What you have to do
Name every Monsterverse film that the movie review below mentions by title.

Director: Adam Wingard
Starring: Rebecca Hall, Alexander Skarsgard, Kaylee Hottle
Millie Bobby Brown, Brian Tyree Henry, Julian Dennison, Demian Bichir
The Monsterverse has a quality curve that only slightly rises above flat with Godzilla, peaks extremely low with Skull Island and King of the Monsters, then flattens back out again with Godzilla vs. Kong. This is a franchise that went wholly nowhere, and that’s how history should remember it. That it looked awesome at times along the way is a fond memory, but not a reason to give these films the credit they do not deserve. GvsK is a coughing end (if this is the end) to a sputtering series, a row of movies that, I guess, were merely meant to entertain, which they did, but can still be judged harshly for doing absolutely nothing else.
So here is where we stand; Godzilla helped save us from some monsters, a couple times, now is some sort of sleeping savior, and Kong is being held captive on his island because scientists know that if he and Godzilla ever met there would be an epic battle for supremacy over …us. But something an evil corporation is doing is going to stir the pot; they’re building a technology that agitates Godzilla into attacking, and they need an extra piece that Kong is required to sniff out. So both monsters are on the move, and it unleashes exactly the cataclysmic events we feared, leading to a confrontation that will decide the fate of lowly mankind.
Once again, all that was necessary was to show us some awesome monster fights, and you ruined it by having stupid people say stupid lines as stupidly as they could. I know it’s a tough situation; if you had a film of pure explosive chaos critics would say “well I never connected to the characters, what was their motivation, blah blah blah blah blah”, but I’m hear to tell you that it’s OK to say nothing at all if what you have to say is dumb. It’s like Ross with Cousin Cassie; you probably shouldn’t have said anything. That’s really the only problem I had with GvsK, but it’s a big one; the humans sucked. The acting was abysmal, the dialogue was idiotic, and having them scurry around like ants for 2 hours did nothing to help me enjoy the incredible spectacle that was happening meanwhile, which, I’m telling you, was the only reason any of us were watching in the first place. Keep the human element to a minimum if it’s not going to help anyway, give us a vessel to experience the action through, but let that be the end of the unnecessary “heart” of the film. Because, otherwise, and like the others, the fighting was badasss, the visuals were killer, I didn’t hate the time I spent watching, I just wish I didn’t have to listen as well.

Records shown
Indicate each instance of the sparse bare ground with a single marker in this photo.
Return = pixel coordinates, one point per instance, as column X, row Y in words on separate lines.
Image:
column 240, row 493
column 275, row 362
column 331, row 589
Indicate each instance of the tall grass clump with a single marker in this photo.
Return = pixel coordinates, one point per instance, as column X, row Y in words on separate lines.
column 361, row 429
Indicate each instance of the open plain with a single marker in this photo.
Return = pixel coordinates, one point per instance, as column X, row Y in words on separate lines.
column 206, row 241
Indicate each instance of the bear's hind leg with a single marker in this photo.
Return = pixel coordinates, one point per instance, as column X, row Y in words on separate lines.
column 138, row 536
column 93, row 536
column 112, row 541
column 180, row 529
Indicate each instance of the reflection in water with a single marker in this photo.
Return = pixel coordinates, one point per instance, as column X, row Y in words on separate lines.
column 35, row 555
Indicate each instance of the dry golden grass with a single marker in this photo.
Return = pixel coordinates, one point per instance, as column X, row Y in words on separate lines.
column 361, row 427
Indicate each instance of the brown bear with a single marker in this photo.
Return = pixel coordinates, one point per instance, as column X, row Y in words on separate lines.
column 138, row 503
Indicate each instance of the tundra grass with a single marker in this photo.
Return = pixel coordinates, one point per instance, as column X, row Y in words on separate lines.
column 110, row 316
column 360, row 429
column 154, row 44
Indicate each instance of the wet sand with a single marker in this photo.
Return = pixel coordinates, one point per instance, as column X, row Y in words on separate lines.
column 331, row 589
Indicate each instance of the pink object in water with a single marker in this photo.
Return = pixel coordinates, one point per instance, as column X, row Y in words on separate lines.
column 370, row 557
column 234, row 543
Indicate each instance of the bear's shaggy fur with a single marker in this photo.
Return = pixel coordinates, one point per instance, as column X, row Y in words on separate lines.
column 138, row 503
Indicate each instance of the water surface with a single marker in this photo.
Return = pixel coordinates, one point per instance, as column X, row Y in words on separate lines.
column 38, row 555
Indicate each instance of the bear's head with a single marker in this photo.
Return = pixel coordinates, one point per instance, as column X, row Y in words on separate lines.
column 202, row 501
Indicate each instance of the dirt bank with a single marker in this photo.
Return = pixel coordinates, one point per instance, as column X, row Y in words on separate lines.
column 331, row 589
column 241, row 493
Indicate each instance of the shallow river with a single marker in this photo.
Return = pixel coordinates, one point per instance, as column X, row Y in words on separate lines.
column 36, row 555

Expected output
Godzilla, Skull Island, King of the Monsters, Godzilla vs. Kong